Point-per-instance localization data
━━━━━━━━━━

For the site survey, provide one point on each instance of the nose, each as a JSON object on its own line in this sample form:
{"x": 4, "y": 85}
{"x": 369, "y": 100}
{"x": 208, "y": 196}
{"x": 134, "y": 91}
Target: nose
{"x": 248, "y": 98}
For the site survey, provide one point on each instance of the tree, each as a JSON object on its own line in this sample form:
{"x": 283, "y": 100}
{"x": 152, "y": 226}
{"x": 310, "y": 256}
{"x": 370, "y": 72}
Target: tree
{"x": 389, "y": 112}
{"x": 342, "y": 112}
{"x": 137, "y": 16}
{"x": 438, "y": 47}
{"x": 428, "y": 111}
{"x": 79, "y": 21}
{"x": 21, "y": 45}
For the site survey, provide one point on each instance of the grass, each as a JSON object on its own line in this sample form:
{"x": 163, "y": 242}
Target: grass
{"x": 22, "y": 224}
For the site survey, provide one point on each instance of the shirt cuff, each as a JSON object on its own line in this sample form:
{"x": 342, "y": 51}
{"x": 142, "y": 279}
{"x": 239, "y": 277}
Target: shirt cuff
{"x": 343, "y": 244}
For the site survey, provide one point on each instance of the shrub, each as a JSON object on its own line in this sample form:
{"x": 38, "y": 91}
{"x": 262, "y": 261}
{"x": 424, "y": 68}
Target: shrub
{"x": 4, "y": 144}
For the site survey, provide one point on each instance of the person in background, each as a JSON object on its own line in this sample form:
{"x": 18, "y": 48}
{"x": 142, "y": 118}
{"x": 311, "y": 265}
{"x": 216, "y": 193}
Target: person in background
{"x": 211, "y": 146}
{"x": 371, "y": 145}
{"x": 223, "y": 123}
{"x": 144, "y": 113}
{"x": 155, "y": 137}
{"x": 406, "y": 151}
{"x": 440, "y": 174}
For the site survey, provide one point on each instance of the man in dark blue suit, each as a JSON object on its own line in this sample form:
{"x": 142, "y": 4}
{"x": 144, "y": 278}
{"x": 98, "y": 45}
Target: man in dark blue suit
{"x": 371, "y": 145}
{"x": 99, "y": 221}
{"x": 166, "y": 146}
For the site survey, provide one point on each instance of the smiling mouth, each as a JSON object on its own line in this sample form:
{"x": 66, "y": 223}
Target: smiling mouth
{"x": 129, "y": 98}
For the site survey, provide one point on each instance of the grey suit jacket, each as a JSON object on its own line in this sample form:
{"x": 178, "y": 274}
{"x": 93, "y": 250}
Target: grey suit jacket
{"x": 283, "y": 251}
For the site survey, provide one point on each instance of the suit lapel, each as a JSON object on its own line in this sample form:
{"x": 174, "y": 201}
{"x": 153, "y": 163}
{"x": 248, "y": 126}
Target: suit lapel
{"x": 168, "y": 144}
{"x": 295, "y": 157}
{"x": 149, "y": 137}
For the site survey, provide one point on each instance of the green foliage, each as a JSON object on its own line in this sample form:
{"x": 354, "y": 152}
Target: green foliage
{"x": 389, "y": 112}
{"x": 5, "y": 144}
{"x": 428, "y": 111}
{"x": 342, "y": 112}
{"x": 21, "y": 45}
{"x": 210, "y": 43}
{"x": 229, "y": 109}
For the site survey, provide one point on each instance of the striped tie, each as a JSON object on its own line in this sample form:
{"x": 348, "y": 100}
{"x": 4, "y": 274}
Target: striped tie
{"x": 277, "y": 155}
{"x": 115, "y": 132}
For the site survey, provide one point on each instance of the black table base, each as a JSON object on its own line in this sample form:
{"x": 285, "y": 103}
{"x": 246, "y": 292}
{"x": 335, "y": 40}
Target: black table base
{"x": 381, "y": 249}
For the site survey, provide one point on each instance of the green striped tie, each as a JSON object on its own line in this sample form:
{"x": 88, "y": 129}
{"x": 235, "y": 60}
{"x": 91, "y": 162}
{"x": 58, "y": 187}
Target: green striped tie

━━━━━━━━━━

- ACTIVITY -
Line by line, copy the data above.

- ANSWER TO THIS PROBLEM -
For the site survey, provide one point on each instance of the nose, each as a JSON object on its own line in this sample form:
{"x": 4, "y": 85}
{"x": 369, "y": 100}
{"x": 208, "y": 196}
{"x": 134, "y": 91}
Target: nose
{"x": 248, "y": 98}
For the site survey, provide one point on each instance of the tree, each as a JSON object on its own line in this sample form:
{"x": 283, "y": 100}
{"x": 152, "y": 226}
{"x": 310, "y": 256}
{"x": 370, "y": 72}
Target: tree
{"x": 389, "y": 112}
{"x": 342, "y": 112}
{"x": 137, "y": 16}
{"x": 438, "y": 47}
{"x": 428, "y": 111}
{"x": 79, "y": 21}
{"x": 21, "y": 45}
For the site survey, provide one point on each instance of the grass, each as a JSON object on its own line in this sample form:
{"x": 163, "y": 242}
Target: grass
{"x": 22, "y": 224}
For the site survey, provide one point on each instance of the shirt cuff, each as a JSON object on its own line in this sample form:
{"x": 342, "y": 51}
{"x": 142, "y": 279}
{"x": 239, "y": 277}
Target: shirt cuff
{"x": 343, "y": 244}
For the site survey, provide one point on each instance of the shrub, each as a JSON object on its own line in this sample form:
{"x": 38, "y": 91}
{"x": 262, "y": 261}
{"x": 424, "y": 68}
Target: shrub
{"x": 4, "y": 144}
For the site survey, provide one point on each instance of the person in background, each as a JSON object on its own line in this sample form:
{"x": 18, "y": 48}
{"x": 142, "y": 118}
{"x": 311, "y": 265}
{"x": 216, "y": 193}
Target: person in background
{"x": 211, "y": 146}
{"x": 371, "y": 145}
{"x": 223, "y": 123}
{"x": 144, "y": 113}
{"x": 155, "y": 137}
{"x": 406, "y": 151}
{"x": 440, "y": 174}
For the site survey, provide one point on each instance of the man in dark blue suit, each as a JSON object on its own line in this sample form:
{"x": 142, "y": 4}
{"x": 144, "y": 278}
{"x": 98, "y": 45}
Target: man in dark blue suit
{"x": 371, "y": 145}
{"x": 99, "y": 221}
{"x": 166, "y": 146}
For the site survey, provide one point on each instance of the smiling mouth, each as a JSON object on its own line in this sample form:
{"x": 66, "y": 223}
Target: smiling mouth
{"x": 129, "y": 98}
For the site survey, provide one point on each instance of the grey suit jacket, each as a JSON object on its own line in this sample form:
{"x": 178, "y": 274}
{"x": 93, "y": 250}
Target: grey suit jacket
{"x": 283, "y": 251}
For the site survey, provide one point on each instance of the suit lapel, each as a JSON object on its own line in this sample form:
{"x": 174, "y": 201}
{"x": 153, "y": 163}
{"x": 248, "y": 126}
Target: suit lapel
{"x": 168, "y": 144}
{"x": 295, "y": 157}
{"x": 149, "y": 137}
For the site survey, provide one point on each instance of the green foliage, each as a JSON object on its own line in this sample form:
{"x": 354, "y": 152}
Target: green foliage
{"x": 389, "y": 112}
{"x": 5, "y": 144}
{"x": 428, "y": 111}
{"x": 342, "y": 112}
{"x": 21, "y": 45}
{"x": 210, "y": 43}
{"x": 229, "y": 109}
For the site survey, provide one point on each instance of the striped tie, each as a JSON object on its own line in this sample form:
{"x": 348, "y": 100}
{"x": 4, "y": 274}
Target: striped tie
{"x": 277, "y": 155}
{"x": 115, "y": 132}
For the site survey, provide one point on each instance of the black table base, each as a JSON object on its own line in this sample form:
{"x": 285, "y": 103}
{"x": 246, "y": 292}
{"x": 335, "y": 40}
Target: black table base
{"x": 381, "y": 249}
For the site survey, provide one point on each instance of the green striped tie, each as a JSON object on its own line in this sample form:
{"x": 88, "y": 129}
{"x": 235, "y": 60}
{"x": 91, "y": 162}
{"x": 58, "y": 187}
Target: green striped tie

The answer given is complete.